§ **Requirement A**
Filter the records below, keeping only the lines that contain the word "blonde", and copy each of those lines.

§ **Document extract**
######
Somewhat ironically Elasticsearch would probably work really well for this too (just make sure your elasticsearch isn't open to the world on the internet!).


>Somewhat ironically Elasticsearch would probably work really well for this too (just make sure your elasticsearch isn't open to the world on the internet!).

Sure it will work, but I personally don't like Elasticsearch for anything high-intensity because of its HTTP REST API and the overhead it carries. Take a look at Cassandra's [1] "CQL binary protocol", it simple and always on point.

[1] https://github.com/apache/cassandra/blob/trunk/doc/native_pr...


You forgot the part about exposing your finished database to unprotected elasticsearch http endpoint ;)

In all seriousness does anyone know why you can even host an elasticsearch database as http and without credentials? Seems to be the default. What is the use case for this?


Tbh I'm still selling that data.

For a while I've had reoccurring nightmares that my DB had been stolen and published together with an article on how stupid and incompetent I am.


If I've understood you right, you break the TOS on other websites to collect users personal info, and then you have nightmares about people taking that data from you? Doesn't that raise ethical concerns in your eyes?

>You forgot the part about exposing your finished database to unprotected elasticsearch http endpoint ;)

I'll cut straight to the chase and post it on hn. This intermediate step of waiting for someone to discover it takes too long


The use case is in a local datacenter, with a NAT-ed IP not exposed to the main web

A firewalled IP would be much more appropriate, and NAT is not a firewall or a security mechanism.

Same thing, more-or-less. And NAT is effectively a firewall for inbound traffic, even if a lot of people say it isn't.

> Have an app where user logs in through said website, then scrape their friends using this user's token.

That's some extremely shady thing to do.


Welcome to the internet!

> Don't be too kind on the big websites.

I usually recommend latency-based dynamic load control for that. Once the website starts to reply 500-1000ms longer than the average one-thread latency, it is time to take a bit of it back. It is also a co-operative strategy between fellow scrapers, even if they don't know about the other ones pushing larger load on the servers.


1000ms is a massive slowdown when revenue-noticeable impacts are far, far smaller. I don't know the legality, but hitting a site hard enough to cause 1000ms slowdowns seems like it's approaching DOS legality issues.

Don't you consider this unethical -- if not against the site itself, than against the other users of the site whose data you're scraping?

Wow these are some hot tips!

YMMV, and cloud providers would hate you for this, but you can automate the IP rotation with a cloud providers that bills you by the hour. It's easier than ever nowadays to spin an instance in Frankfurt, use it for an hour, and then another in Singapore for the second hour.

Pretending to be Googlebot also helps.


>- Call their API through ipv6, because they may not yet have a proper, ipv6 subnet-based rate limiter.

Clever. VMs with IPV6 are cheap as a bonus :)

Same for non-js mobile. Thanks for the tips


- Call their API through ipv6, because they may not yet have a proper, ipv6 subnet-based rate limiter.

How would someone do that using node.js? Asking for a friend.


So far, the answers have contained non-technical answers like "Distributed Scraping." Well, yes, obviously.

A more useful answer is: I did this once, many years ago. Back then it was a matter of hooking up PhantomJS and making sure your user string was set correctly. Since PhantomJS was – I think – essentially the same as what headless chrome is today, the server can't determine that you're running a headless browser.
######
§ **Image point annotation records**
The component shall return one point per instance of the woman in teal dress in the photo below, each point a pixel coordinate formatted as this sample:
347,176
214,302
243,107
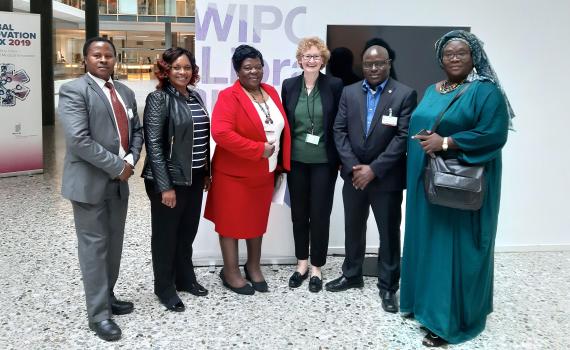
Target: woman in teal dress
447,265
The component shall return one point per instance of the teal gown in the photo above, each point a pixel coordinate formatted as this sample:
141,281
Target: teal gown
447,264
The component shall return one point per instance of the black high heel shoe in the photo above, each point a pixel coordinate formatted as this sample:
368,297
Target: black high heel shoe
258,286
174,304
245,290
315,284
297,279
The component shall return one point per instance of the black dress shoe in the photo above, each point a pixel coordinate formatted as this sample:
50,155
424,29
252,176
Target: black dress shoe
344,283
106,330
245,290
174,304
258,286
431,340
195,288
315,284
297,279
389,303
119,307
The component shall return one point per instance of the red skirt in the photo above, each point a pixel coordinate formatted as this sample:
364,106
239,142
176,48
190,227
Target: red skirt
239,206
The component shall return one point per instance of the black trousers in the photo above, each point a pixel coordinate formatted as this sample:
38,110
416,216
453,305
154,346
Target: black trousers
173,232
387,209
311,188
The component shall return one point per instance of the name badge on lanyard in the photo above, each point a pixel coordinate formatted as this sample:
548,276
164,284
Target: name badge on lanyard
312,139
389,119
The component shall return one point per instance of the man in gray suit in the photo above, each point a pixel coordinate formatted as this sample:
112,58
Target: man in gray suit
370,132
104,139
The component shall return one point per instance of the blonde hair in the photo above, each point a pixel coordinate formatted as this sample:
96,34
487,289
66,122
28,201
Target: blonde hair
306,43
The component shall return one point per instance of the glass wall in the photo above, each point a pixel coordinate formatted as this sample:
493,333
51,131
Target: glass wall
137,52
178,8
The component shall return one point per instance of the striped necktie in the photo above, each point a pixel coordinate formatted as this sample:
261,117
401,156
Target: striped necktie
120,117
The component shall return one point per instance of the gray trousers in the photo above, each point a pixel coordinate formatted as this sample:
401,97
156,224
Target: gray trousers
100,229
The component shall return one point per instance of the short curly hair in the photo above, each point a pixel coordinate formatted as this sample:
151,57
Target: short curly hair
164,65
244,52
306,43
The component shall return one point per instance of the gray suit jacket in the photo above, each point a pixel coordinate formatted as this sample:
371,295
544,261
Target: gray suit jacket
384,148
91,159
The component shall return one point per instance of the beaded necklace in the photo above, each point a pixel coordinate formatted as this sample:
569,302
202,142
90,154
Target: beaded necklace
448,86
265,110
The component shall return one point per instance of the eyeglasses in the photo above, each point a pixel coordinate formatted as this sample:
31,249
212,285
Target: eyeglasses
249,69
461,55
316,58
179,69
377,64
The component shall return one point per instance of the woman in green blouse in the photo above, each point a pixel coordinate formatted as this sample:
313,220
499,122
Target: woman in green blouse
311,102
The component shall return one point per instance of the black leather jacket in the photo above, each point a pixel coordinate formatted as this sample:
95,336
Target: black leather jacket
169,137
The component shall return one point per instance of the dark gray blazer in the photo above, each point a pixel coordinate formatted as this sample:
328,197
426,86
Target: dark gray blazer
92,140
384,149
330,89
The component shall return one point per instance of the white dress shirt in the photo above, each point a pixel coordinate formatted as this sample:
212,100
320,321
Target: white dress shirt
122,152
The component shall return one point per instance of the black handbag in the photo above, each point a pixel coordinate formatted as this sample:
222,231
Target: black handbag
451,183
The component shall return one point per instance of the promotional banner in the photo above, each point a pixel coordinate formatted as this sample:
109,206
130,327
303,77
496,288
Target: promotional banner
20,95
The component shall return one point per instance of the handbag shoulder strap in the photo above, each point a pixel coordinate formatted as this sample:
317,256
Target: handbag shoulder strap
455,98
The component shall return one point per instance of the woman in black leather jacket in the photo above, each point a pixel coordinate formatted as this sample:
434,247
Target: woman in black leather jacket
176,173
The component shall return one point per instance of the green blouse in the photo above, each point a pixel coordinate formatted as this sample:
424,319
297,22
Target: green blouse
309,108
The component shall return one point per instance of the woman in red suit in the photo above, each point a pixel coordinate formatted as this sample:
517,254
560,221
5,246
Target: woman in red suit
252,146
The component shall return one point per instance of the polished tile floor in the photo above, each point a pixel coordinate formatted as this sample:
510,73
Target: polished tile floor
43,307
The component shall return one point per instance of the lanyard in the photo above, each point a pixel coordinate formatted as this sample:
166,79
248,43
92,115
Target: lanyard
312,98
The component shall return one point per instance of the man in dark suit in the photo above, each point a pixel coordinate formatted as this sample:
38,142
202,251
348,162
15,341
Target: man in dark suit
370,132
104,139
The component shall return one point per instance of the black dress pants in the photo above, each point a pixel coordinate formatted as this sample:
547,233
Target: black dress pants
311,188
173,232
387,209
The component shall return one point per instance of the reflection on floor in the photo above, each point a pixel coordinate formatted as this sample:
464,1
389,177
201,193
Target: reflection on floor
43,301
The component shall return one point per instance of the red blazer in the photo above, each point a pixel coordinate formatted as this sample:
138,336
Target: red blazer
240,137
######
§ **Requirement B**
Rewrite the part of the web scraping thread above that begins at the words "A firewalled IP" and stops after "to the internet!", putting "questionable" in place of "shady".

§ **Task response A**
The component shall return one point per instance of the blonde hair in the photo above, each point a pixel coordinate formatted as this sample:
Target: blonde hair

§ **Task response B**
A firewalled IP would be much more appropriate, and NAT is not a firewall or a security mechanism.

Same thing, more-or-less. And NAT is effectively a firewall for inbound traffic, even if a lot of people say it isn't.

> Have an app where user logs in through said website, then scrape their friends using this user's token.

That's some extremely questionable thing to do.


Welcome to the internet!